(Some records)
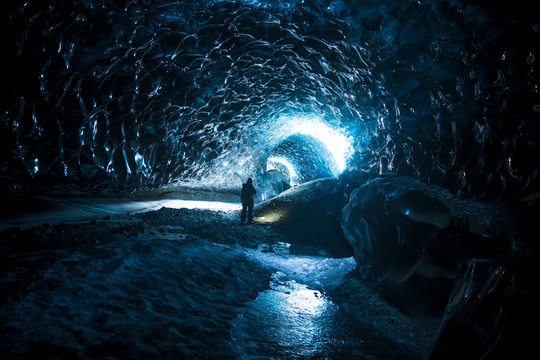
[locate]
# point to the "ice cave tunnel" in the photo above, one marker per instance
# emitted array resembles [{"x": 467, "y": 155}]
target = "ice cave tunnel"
[{"x": 393, "y": 145}]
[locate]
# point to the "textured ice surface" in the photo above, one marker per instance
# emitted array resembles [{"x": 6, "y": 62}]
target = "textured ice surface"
[
  {"x": 184, "y": 284},
  {"x": 148, "y": 93}
]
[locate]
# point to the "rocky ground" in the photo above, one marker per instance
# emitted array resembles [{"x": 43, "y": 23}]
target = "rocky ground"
[{"x": 29, "y": 254}]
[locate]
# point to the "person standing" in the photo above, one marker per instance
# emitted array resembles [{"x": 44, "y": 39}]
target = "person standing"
[{"x": 247, "y": 201}]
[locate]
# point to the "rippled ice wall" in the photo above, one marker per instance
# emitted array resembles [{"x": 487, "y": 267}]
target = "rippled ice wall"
[{"x": 104, "y": 93}]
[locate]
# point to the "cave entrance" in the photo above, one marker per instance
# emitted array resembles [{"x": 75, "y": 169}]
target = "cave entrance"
[{"x": 295, "y": 160}]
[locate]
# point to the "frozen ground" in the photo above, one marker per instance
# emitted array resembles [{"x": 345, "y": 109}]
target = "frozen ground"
[{"x": 189, "y": 283}]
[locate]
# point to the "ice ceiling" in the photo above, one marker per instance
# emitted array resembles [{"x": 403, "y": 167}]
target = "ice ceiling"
[{"x": 112, "y": 94}]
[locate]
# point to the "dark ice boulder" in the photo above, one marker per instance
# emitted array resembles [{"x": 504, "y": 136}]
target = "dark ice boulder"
[
  {"x": 399, "y": 227},
  {"x": 414, "y": 240},
  {"x": 308, "y": 214}
]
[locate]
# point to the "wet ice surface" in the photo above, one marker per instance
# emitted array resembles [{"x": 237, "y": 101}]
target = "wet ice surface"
[{"x": 187, "y": 283}]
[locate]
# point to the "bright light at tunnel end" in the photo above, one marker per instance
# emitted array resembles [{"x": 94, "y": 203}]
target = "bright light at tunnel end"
[{"x": 337, "y": 143}]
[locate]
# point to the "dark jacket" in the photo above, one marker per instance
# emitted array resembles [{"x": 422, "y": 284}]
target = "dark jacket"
[{"x": 247, "y": 193}]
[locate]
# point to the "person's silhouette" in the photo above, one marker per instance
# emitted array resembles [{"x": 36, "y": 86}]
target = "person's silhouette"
[{"x": 247, "y": 201}]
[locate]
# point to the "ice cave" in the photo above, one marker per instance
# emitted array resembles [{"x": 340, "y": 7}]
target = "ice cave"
[{"x": 393, "y": 147}]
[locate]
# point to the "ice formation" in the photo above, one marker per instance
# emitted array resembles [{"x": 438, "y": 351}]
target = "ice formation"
[
  {"x": 411, "y": 117},
  {"x": 103, "y": 94}
]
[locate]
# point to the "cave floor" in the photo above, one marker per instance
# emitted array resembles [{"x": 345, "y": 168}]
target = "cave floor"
[{"x": 188, "y": 283}]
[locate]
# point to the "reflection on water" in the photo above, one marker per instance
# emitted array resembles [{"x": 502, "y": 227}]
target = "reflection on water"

**Short problem**
Copy out all the data without changing anything, and drop the pictures.

**In response**
[locate]
# point to the "ice cave tunnel" in the photo above, one marker per instance
# emitted array resembles [{"x": 467, "y": 155}]
target = "ice cave tunnel"
[{"x": 393, "y": 145}]
[locate]
# point to the "textured ice surface" in the photo above, one marker per instance
# emitted array resembles [{"x": 6, "y": 62}]
target = "textured ice surface"
[
  {"x": 184, "y": 284},
  {"x": 148, "y": 93}
]
[locate]
# point to the "rocky ground" in the photo above, one marker per instance
# emitted array resembles [{"x": 43, "y": 23}]
target = "rocky ground"
[{"x": 29, "y": 254}]
[locate]
# point to the "person standing" in the photo above, one marker per instance
# emitted array resembles [{"x": 44, "y": 39}]
target = "person standing"
[{"x": 247, "y": 201}]
[locate]
# point to the "rippled ice wall" in the photo above, one marker per instance
# emitted array resembles [{"x": 487, "y": 267}]
target = "rippled ice wall"
[{"x": 104, "y": 93}]
[locate]
# point to the "cave entrance" in the photo above, one marker per instance
# emitted array resembles [{"x": 75, "y": 169}]
target = "cave entrance"
[{"x": 295, "y": 160}]
[locate]
# point to the "frozen ground" in the photo above, one marker per instance
# emitted array resembles [{"x": 345, "y": 109}]
target = "frozen ground"
[{"x": 189, "y": 283}]
[locate]
# point to the "ice ceiling" in the photo above, one marker per instance
# emitted array resembles [{"x": 403, "y": 167}]
target = "ice ceiling"
[{"x": 112, "y": 94}]
[locate]
# point to the "dark ice boulder" in the photo above, one marker per instance
# emitted array resembles [{"x": 504, "y": 136}]
target = "dark ice boulder"
[
  {"x": 399, "y": 227},
  {"x": 414, "y": 240},
  {"x": 308, "y": 214}
]
[locate]
# point to the "wet ice surface" in the photo above, one marker per instance
# emitted array resembles [{"x": 237, "y": 101}]
target = "wet ice surface"
[{"x": 187, "y": 283}]
[locate]
# point to the "bright light at tunnel end" in the photo above, one marker per instance
# emitted array resembles [{"x": 94, "y": 203}]
target = "bright light at tunnel end"
[{"x": 337, "y": 143}]
[locate]
# point to the "dark jacket" in the photo above, one marker per instance
# emitted array resembles [{"x": 422, "y": 284}]
target = "dark jacket"
[{"x": 247, "y": 193}]
[locate]
# point to the "person's silhouette" in the photo above, one marker per instance
# emitted array resembles [{"x": 36, "y": 86}]
target = "person's silhouette"
[{"x": 247, "y": 201}]
[locate]
# point to the "ice cave" in the photo above, one marker per instance
# emitted array resembles [{"x": 340, "y": 7}]
target = "ice cave"
[{"x": 393, "y": 147}]
[locate]
# point to the "ice formation" in the photo above, one marker per instance
# emitted array resembles [{"x": 438, "y": 351}]
target = "ice formation"
[
  {"x": 411, "y": 117},
  {"x": 103, "y": 94}
]
[locate]
# point to the "cave floor" in the photo above, one marker per instance
# emitted array resembles [{"x": 345, "y": 168}]
target = "cave floor"
[{"x": 188, "y": 283}]
[locate]
# point to the "reflection on water" in the photo above, one marker per instance
# emitted array resembles [{"x": 502, "y": 227}]
target = "reflection on water"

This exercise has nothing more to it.